Transcribe the material exactly. Images do not belong in the copy.
------------------------------
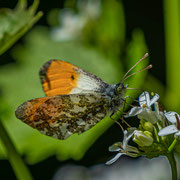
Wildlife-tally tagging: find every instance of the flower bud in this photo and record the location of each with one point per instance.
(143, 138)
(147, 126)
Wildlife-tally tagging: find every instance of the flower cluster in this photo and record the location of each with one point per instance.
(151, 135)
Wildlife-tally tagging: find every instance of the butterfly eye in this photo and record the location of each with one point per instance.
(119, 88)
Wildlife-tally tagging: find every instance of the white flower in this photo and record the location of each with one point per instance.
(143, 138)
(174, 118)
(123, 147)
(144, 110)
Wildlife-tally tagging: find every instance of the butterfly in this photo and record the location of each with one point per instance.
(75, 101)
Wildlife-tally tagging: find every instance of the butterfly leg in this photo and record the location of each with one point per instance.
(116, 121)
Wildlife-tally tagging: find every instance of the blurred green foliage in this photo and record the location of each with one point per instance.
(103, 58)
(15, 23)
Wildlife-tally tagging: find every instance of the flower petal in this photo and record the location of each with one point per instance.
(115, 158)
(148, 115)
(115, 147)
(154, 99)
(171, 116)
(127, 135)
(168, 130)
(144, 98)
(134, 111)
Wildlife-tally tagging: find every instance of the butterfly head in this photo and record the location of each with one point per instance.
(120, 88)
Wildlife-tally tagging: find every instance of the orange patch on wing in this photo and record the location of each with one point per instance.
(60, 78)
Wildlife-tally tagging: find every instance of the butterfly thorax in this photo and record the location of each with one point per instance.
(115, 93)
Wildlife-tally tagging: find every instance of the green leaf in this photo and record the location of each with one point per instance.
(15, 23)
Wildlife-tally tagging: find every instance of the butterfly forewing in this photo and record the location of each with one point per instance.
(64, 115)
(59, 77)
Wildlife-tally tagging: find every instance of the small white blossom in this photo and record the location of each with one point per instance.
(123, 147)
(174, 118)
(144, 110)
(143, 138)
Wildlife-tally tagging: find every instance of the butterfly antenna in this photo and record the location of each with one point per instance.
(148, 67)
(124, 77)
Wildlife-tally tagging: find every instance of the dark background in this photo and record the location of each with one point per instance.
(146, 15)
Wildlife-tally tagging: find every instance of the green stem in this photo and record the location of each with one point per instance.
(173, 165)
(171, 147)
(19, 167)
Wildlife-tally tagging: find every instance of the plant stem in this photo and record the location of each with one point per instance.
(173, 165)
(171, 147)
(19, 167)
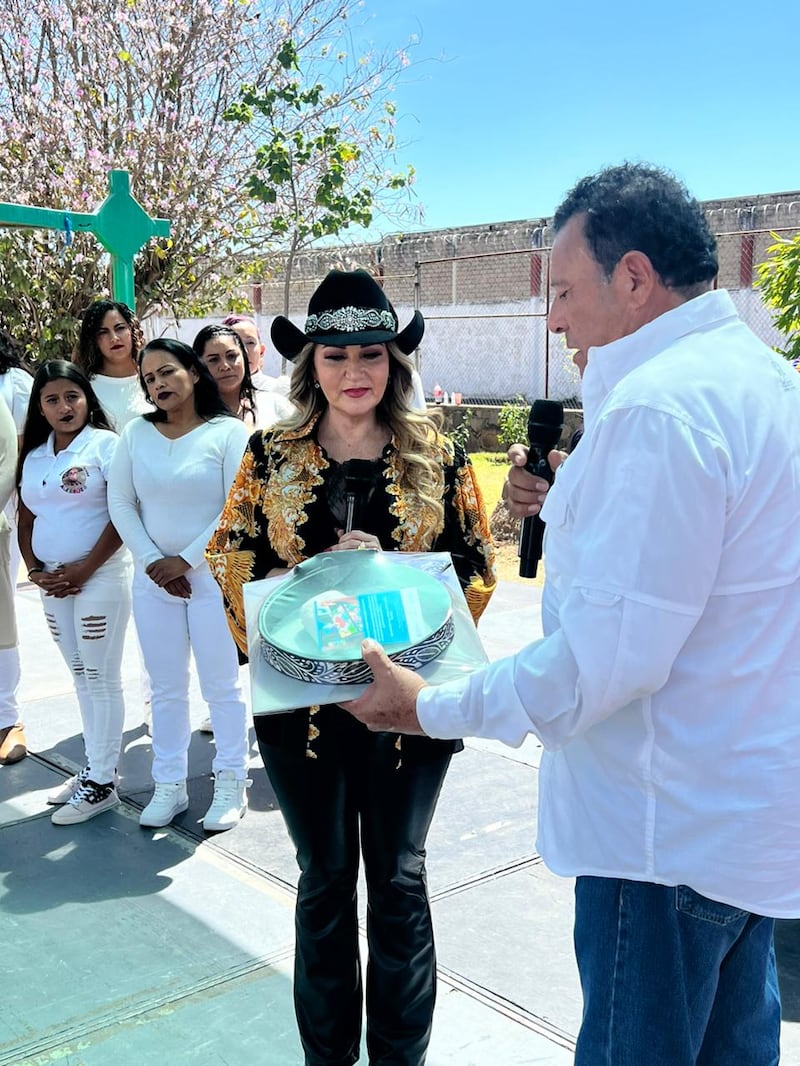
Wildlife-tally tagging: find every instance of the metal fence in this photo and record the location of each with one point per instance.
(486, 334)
------------------------------
### RESPONSE TO THIS EXERCISE:
Wildlife-tally tagging: find every instance of the flower bud in this photo and record the location of each with one point per instance.
(143, 138)
(147, 126)
Wildlife-tally tagging: find every instance of the flower cluster in this photo and record the location of each with one point per instance.
(151, 135)
Wildlife-tally tagging: find every instance of the butterfly eye in this photo and record the location of each with one point per instance.
(119, 88)
Wildlife-tally tagging: find every instance of the white flower in this photo and record the location of each with one point per instance.
(143, 138)
(174, 118)
(123, 147)
(144, 110)
Wildlife-tally tagging: find every instance of the butterfly in this photo and record the location of each with one point per instance.
(75, 101)
Wildlife-tally tagging: find every instance of the butterfly leg in this photo and record the location of each with one point per instance.
(116, 121)
Wildlife-tally tagging: find every instance of the blurred green foliage in this photo and record the location of each with one point per instance.
(103, 58)
(15, 23)
Wildlife-tally tagging: find every instance of the flower petal in this photo and record the location of each with one point per instance.
(115, 158)
(148, 115)
(115, 147)
(154, 99)
(171, 116)
(127, 135)
(168, 130)
(144, 98)
(134, 111)
Wildlife-tally tagging: find every instance of the butterfly head in this photo and record the location of each with one point per instance.
(120, 88)
Wildlife-tally tagging: find every instance of the orange patch on wing in this photo and record the location of each with one point per instance.
(60, 78)
Wildlife-tally tagging: find every instance of the butterfly thorax in this photo and record the location of each with one point per instance.
(115, 93)
Wildlife-tally tagging: find every instance of the green leaf in this photo and record the location of each with one point per instance.
(15, 23)
Wildlife-tally tagging: find every instance of the butterfly forewing in this photo and record the location of each with one point per instance.
(64, 115)
(59, 77)
Wildlife-tally tagging: find every instance of the small white blossom in this photo and record the location of each with one point per instance.
(123, 147)
(174, 118)
(144, 110)
(143, 138)
Wildlife-tally tagging: find every instance of the butterfly antenna in this photo and record the location of each with one point per instance.
(148, 67)
(124, 77)
Wildlife-tally tagging: find every instance of the dark background in this photo and record the location of each with one point per instance.
(146, 15)
Wildlife-tally tagging: find every instance of the green stem in this photo and record the location of each with one point per instance.
(173, 165)
(171, 147)
(19, 167)
Wildlife-tally tagging: find every instance of the plant stem in this photo and record the location of each with one point per instance.
(173, 165)
(171, 147)
(19, 167)
Wildlife-tally tagging: find every instance of the metal fence in this photo and record the location of each with one point per instance.
(486, 334)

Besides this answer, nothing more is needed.